• _EXERCISE INPUT_:
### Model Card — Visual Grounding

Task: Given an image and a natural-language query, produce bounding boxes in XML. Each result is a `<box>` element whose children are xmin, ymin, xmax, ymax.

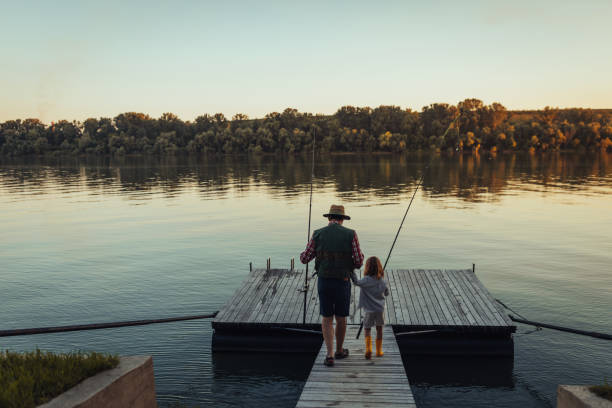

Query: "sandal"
<box><xmin>334</xmin><ymin>348</ymin><xmax>349</xmax><ymax>359</ymax></box>
<box><xmin>324</xmin><ymin>356</ymin><xmax>334</xmax><ymax>367</ymax></box>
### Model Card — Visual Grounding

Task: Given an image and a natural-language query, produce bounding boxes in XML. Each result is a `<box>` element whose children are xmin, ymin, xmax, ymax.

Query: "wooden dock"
<box><xmin>296</xmin><ymin>326</ymin><xmax>415</xmax><ymax>408</ymax></box>
<box><xmin>212</xmin><ymin>266</ymin><xmax>516</xmax><ymax>407</ymax></box>
<box><xmin>213</xmin><ymin>268</ymin><xmax>514</xmax><ymax>333</ymax></box>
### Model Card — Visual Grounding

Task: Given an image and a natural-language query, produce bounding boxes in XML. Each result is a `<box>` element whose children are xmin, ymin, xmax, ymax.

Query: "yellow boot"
<box><xmin>365</xmin><ymin>335</ymin><xmax>372</xmax><ymax>359</ymax></box>
<box><xmin>376</xmin><ymin>338</ymin><xmax>384</xmax><ymax>357</ymax></box>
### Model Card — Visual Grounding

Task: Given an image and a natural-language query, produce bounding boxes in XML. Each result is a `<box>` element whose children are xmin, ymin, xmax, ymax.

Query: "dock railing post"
<box><xmin>250</xmin><ymin>262</ymin><xmax>252</xmax><ymax>272</ymax></box>
<box><xmin>472</xmin><ymin>263</ymin><xmax>475</xmax><ymax>273</ymax></box>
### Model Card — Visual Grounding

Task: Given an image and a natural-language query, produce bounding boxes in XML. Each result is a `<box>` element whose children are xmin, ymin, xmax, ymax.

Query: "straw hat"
<box><xmin>323</xmin><ymin>204</ymin><xmax>351</xmax><ymax>220</ymax></box>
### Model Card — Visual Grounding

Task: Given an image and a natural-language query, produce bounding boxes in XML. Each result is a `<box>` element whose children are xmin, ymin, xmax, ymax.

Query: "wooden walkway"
<box><xmin>213</xmin><ymin>268</ymin><xmax>514</xmax><ymax>334</ymax></box>
<box><xmin>296</xmin><ymin>326</ymin><xmax>415</xmax><ymax>408</ymax></box>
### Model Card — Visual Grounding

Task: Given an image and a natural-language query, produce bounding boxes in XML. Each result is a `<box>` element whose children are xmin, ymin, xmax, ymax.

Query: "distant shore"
<box><xmin>1</xmin><ymin>99</ymin><xmax>611</xmax><ymax>157</ymax></box>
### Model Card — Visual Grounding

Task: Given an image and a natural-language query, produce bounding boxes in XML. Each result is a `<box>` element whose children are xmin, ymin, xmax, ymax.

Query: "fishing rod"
<box><xmin>382</xmin><ymin>112</ymin><xmax>461</xmax><ymax>273</ymax></box>
<box><xmin>302</xmin><ymin>128</ymin><xmax>316</xmax><ymax>325</ymax></box>
<box><xmin>357</xmin><ymin>113</ymin><xmax>461</xmax><ymax>339</ymax></box>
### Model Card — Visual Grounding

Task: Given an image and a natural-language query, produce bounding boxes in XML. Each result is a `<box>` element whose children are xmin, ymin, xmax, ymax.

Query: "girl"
<box><xmin>351</xmin><ymin>256</ymin><xmax>389</xmax><ymax>359</ymax></box>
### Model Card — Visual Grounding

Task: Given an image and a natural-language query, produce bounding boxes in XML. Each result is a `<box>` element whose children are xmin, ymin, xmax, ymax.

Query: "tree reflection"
<box><xmin>0</xmin><ymin>153</ymin><xmax>610</xmax><ymax>203</ymax></box>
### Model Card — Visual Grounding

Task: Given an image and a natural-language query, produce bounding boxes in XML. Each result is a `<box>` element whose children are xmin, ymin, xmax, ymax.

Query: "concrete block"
<box><xmin>558</xmin><ymin>385</ymin><xmax>612</xmax><ymax>408</ymax></box>
<box><xmin>39</xmin><ymin>355</ymin><xmax>157</xmax><ymax>408</ymax></box>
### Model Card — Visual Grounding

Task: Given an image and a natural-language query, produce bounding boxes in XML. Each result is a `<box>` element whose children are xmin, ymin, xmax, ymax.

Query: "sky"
<box><xmin>1</xmin><ymin>0</ymin><xmax>611</xmax><ymax>123</ymax></box>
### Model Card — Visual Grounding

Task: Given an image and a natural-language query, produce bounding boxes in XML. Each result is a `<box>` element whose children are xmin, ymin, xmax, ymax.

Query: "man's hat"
<box><xmin>323</xmin><ymin>204</ymin><xmax>351</xmax><ymax>220</ymax></box>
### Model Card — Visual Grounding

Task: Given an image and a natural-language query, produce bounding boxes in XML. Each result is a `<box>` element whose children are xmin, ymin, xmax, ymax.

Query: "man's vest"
<box><xmin>313</xmin><ymin>223</ymin><xmax>355</xmax><ymax>279</ymax></box>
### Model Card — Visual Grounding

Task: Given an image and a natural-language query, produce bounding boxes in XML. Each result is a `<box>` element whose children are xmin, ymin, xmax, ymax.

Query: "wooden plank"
<box><xmin>245</xmin><ymin>269</ymin><xmax>284</xmax><ymax>323</ymax></box>
<box><xmin>297</xmin><ymin>402</ymin><xmax>416</xmax><ymax>408</ymax></box>
<box><xmin>422</xmin><ymin>269</ymin><xmax>456</xmax><ymax>326</ymax></box>
<box><xmin>383</xmin><ymin>274</ymin><xmax>396</xmax><ymax>325</ymax></box>
<box><xmin>454</xmin><ymin>269</ymin><xmax>497</xmax><ymax>326</ymax></box>
<box><xmin>283</xmin><ymin>270</ymin><xmax>309</xmax><ymax>324</ymax></box>
<box><xmin>297</xmin><ymin>326</ymin><xmax>414</xmax><ymax>408</ymax></box>
<box><xmin>414</xmin><ymin>269</ymin><xmax>446</xmax><ymax>326</ymax></box>
<box><xmin>254</xmin><ymin>269</ymin><xmax>289</xmax><ymax>323</ymax></box>
<box><xmin>224</xmin><ymin>269</ymin><xmax>267</xmax><ymax>323</ymax></box>
<box><xmin>239</xmin><ymin>269</ymin><xmax>288</xmax><ymax>323</ymax></box>
<box><xmin>261</xmin><ymin>269</ymin><xmax>296</xmax><ymax>323</ymax></box>
<box><xmin>424</xmin><ymin>269</ymin><xmax>451</xmax><ymax>325</ymax></box>
<box><xmin>443</xmin><ymin>270</ymin><xmax>481</xmax><ymax>326</ymax></box>
<box><xmin>465</xmin><ymin>272</ymin><xmax>510</xmax><ymax>327</ymax></box>
<box><xmin>401</xmin><ymin>269</ymin><xmax>431</xmax><ymax>325</ymax></box>
<box><xmin>214</xmin><ymin>269</ymin><xmax>262</xmax><ymax>322</ymax></box>
<box><xmin>396</xmin><ymin>269</ymin><xmax>420</xmax><ymax>326</ymax></box>
<box><xmin>449</xmin><ymin>269</ymin><xmax>493</xmax><ymax>327</ymax></box>
<box><xmin>268</xmin><ymin>269</ymin><xmax>297</xmax><ymax>323</ymax></box>
<box><xmin>232</xmin><ymin>270</ymin><xmax>274</xmax><ymax>323</ymax></box>
<box><xmin>463</xmin><ymin>272</ymin><xmax>513</xmax><ymax>326</ymax></box>
<box><xmin>452</xmin><ymin>270</ymin><xmax>497</xmax><ymax>326</ymax></box>
<box><xmin>435</xmin><ymin>269</ymin><xmax>472</xmax><ymax>326</ymax></box>
<box><xmin>397</xmin><ymin>269</ymin><xmax>418</xmax><ymax>325</ymax></box>
<box><xmin>307</xmin><ymin>275</ymin><xmax>320</xmax><ymax>324</ymax></box>
<box><xmin>387</xmin><ymin>270</ymin><xmax>407</xmax><ymax>325</ymax></box>
<box><xmin>412</xmin><ymin>269</ymin><xmax>438</xmax><ymax>325</ymax></box>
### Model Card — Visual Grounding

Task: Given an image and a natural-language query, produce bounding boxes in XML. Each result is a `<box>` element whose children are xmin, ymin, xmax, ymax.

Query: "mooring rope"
<box><xmin>0</xmin><ymin>311</ymin><xmax>219</xmax><ymax>338</ymax></box>
<box><xmin>496</xmin><ymin>299</ymin><xmax>612</xmax><ymax>341</ymax></box>
<box><xmin>495</xmin><ymin>298</ymin><xmax>531</xmax><ymax>321</ymax></box>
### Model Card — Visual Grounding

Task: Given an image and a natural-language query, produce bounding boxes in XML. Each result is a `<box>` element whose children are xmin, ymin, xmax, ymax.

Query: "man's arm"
<box><xmin>352</xmin><ymin>232</ymin><xmax>364</xmax><ymax>269</ymax></box>
<box><xmin>300</xmin><ymin>237</ymin><xmax>316</xmax><ymax>264</ymax></box>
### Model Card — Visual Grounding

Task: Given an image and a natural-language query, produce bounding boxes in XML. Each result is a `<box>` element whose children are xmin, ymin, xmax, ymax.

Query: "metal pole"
<box><xmin>303</xmin><ymin>129</ymin><xmax>316</xmax><ymax>325</ymax></box>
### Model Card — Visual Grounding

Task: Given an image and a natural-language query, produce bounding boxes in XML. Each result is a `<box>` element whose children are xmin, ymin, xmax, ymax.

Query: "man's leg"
<box><xmin>318</xmin><ymin>277</ymin><xmax>335</xmax><ymax>360</ymax></box>
<box><xmin>335</xmin><ymin>315</ymin><xmax>346</xmax><ymax>353</ymax></box>
<box><xmin>322</xmin><ymin>316</ymin><xmax>334</xmax><ymax>358</ymax></box>
<box><xmin>334</xmin><ymin>278</ymin><xmax>351</xmax><ymax>355</ymax></box>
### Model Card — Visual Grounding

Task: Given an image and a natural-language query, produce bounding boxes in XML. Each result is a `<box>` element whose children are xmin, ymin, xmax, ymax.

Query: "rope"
<box><xmin>509</xmin><ymin>315</ymin><xmax>612</xmax><ymax>341</ymax></box>
<box><xmin>0</xmin><ymin>312</ymin><xmax>219</xmax><ymax>338</ymax></box>
<box><xmin>495</xmin><ymin>298</ymin><xmax>531</xmax><ymax>321</ymax></box>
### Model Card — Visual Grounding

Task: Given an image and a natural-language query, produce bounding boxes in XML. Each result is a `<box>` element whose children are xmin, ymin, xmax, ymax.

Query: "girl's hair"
<box><xmin>364</xmin><ymin>256</ymin><xmax>384</xmax><ymax>279</ymax></box>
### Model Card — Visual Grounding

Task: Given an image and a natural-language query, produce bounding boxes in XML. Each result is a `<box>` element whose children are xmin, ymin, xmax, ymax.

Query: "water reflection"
<box><xmin>0</xmin><ymin>153</ymin><xmax>610</xmax><ymax>203</ymax></box>
<box><xmin>211</xmin><ymin>352</ymin><xmax>316</xmax><ymax>408</ymax></box>
<box><xmin>403</xmin><ymin>356</ymin><xmax>514</xmax><ymax>387</ymax></box>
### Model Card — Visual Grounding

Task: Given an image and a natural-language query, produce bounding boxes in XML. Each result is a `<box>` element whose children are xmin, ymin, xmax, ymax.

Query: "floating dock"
<box><xmin>212</xmin><ymin>267</ymin><xmax>516</xmax><ymax>355</ymax></box>
<box><xmin>296</xmin><ymin>325</ymin><xmax>415</xmax><ymax>408</ymax></box>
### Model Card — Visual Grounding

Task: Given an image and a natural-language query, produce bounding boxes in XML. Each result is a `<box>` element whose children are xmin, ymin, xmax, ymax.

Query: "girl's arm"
<box><xmin>383</xmin><ymin>280</ymin><xmax>389</xmax><ymax>297</ymax></box>
<box><xmin>350</xmin><ymin>271</ymin><xmax>361</xmax><ymax>286</ymax></box>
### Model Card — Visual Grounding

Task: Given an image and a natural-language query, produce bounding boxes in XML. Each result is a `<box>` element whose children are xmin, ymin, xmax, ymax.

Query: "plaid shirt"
<box><xmin>299</xmin><ymin>220</ymin><xmax>364</xmax><ymax>268</ymax></box>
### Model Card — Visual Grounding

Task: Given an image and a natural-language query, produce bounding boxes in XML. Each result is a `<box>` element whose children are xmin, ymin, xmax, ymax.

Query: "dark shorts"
<box><xmin>317</xmin><ymin>276</ymin><xmax>351</xmax><ymax>317</ymax></box>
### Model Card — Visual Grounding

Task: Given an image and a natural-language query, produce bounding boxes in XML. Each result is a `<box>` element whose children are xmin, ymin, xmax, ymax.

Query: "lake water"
<box><xmin>1</xmin><ymin>152</ymin><xmax>611</xmax><ymax>407</ymax></box>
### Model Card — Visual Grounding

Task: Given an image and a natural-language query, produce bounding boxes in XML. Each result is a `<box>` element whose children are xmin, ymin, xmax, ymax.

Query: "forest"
<box><xmin>1</xmin><ymin>99</ymin><xmax>611</xmax><ymax>156</ymax></box>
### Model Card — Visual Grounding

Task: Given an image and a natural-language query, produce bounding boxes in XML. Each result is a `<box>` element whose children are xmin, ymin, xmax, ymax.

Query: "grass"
<box><xmin>590</xmin><ymin>380</ymin><xmax>612</xmax><ymax>402</ymax></box>
<box><xmin>0</xmin><ymin>349</ymin><xmax>119</xmax><ymax>408</ymax></box>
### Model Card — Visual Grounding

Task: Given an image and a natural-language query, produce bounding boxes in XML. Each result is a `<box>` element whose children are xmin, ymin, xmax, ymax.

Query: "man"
<box><xmin>300</xmin><ymin>204</ymin><xmax>364</xmax><ymax>366</ymax></box>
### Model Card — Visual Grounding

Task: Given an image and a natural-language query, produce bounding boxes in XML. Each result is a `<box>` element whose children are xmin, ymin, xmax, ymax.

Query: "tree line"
<box><xmin>1</xmin><ymin>99</ymin><xmax>611</xmax><ymax>156</ymax></box>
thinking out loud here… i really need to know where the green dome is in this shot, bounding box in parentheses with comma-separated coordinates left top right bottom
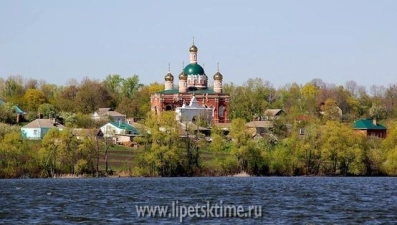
(184, 63, 205, 75)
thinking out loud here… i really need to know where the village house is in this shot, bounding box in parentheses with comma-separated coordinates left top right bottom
(353, 118, 387, 138)
(92, 108, 126, 123)
(100, 121, 139, 145)
(263, 109, 285, 120)
(319, 101, 343, 118)
(21, 119, 64, 139)
(246, 120, 274, 137)
(0, 98, 26, 123)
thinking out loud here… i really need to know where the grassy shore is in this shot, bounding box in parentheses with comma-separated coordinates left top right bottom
(99, 145, 232, 177)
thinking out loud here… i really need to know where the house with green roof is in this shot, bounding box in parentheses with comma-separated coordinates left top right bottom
(100, 121, 140, 145)
(0, 99, 25, 115)
(0, 98, 25, 123)
(353, 118, 387, 138)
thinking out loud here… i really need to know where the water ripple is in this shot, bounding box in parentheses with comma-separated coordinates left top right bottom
(0, 177, 396, 224)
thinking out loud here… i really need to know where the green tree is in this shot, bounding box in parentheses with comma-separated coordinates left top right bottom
(0, 131, 34, 178)
(363, 137, 384, 175)
(321, 99, 341, 121)
(369, 104, 386, 120)
(39, 129, 61, 177)
(40, 83, 60, 105)
(61, 112, 78, 127)
(104, 74, 123, 95)
(209, 125, 227, 153)
(296, 123, 322, 175)
(301, 82, 319, 115)
(117, 86, 150, 118)
(268, 144, 297, 175)
(135, 112, 185, 176)
(121, 75, 140, 98)
(0, 102, 17, 124)
(0, 75, 25, 103)
(382, 147, 397, 176)
(319, 121, 366, 175)
(74, 159, 88, 175)
(148, 82, 164, 94)
(77, 132, 103, 176)
(381, 121, 397, 175)
(38, 103, 58, 119)
(225, 78, 274, 121)
(57, 128, 79, 173)
(384, 84, 397, 118)
(75, 113, 97, 128)
(75, 78, 115, 114)
(103, 74, 124, 104)
(281, 83, 303, 116)
(23, 89, 46, 112)
(229, 118, 265, 175)
(39, 128, 79, 176)
(0, 123, 21, 138)
(58, 85, 79, 112)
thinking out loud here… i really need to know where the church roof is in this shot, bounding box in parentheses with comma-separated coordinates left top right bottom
(164, 72, 174, 81)
(189, 44, 198, 52)
(156, 88, 217, 95)
(189, 96, 199, 107)
(184, 63, 205, 75)
(213, 71, 223, 80)
(178, 96, 208, 109)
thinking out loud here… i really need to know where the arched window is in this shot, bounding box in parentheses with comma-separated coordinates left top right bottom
(165, 105, 172, 111)
(219, 105, 225, 118)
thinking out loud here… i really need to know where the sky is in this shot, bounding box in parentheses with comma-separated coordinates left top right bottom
(1, 0, 396, 88)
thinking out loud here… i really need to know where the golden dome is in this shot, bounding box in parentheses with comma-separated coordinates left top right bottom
(213, 71, 223, 80)
(179, 71, 187, 80)
(189, 44, 198, 52)
(165, 72, 174, 81)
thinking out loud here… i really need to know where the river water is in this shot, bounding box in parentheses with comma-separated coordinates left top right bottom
(0, 177, 396, 224)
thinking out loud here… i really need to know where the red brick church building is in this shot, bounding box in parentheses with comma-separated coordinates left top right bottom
(150, 42, 230, 123)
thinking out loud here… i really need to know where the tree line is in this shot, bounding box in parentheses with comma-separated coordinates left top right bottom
(132, 112, 397, 177)
(0, 74, 164, 125)
(1, 74, 397, 177)
(1, 75, 397, 123)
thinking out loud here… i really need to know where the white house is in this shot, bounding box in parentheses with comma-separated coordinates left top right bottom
(92, 108, 126, 122)
(21, 119, 64, 139)
(175, 96, 212, 125)
(100, 121, 139, 138)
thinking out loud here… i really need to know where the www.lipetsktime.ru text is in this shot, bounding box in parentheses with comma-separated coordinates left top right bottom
(135, 200, 262, 222)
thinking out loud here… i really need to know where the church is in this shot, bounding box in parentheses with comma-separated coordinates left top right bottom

• _WHAT YOU HAVE TO DO_: Only the lines from the one with "where the tree" through the end of the listing should be output, exactly as they appear.

• _ANSWER TO THIS PROBLEM_:
thinking out loud here… i really need to know where the tree line is in this shot, bounding box in parentheses with comma-separated coordinates left top right bottom
(132, 112, 397, 177)
(0, 74, 164, 125)
(1, 74, 397, 177)
(1, 75, 397, 123)
thinking out loud here… i really need to know where the white house is in this shot, bounding box in parentheses with comma-separated coordinates left top right bottom
(92, 108, 126, 122)
(21, 119, 64, 139)
(175, 96, 212, 125)
(100, 121, 139, 138)
thinking out loud here… i really need to know where the www.lipetsktime.ru text is in this shot, bounding box in parentheses with comma-separated coordinates left top right bottom
(135, 200, 262, 222)
thinking out loud here… i really need to know where the church is in this shot, bounding box in parentheses with comma-separated coordinates left top right bottom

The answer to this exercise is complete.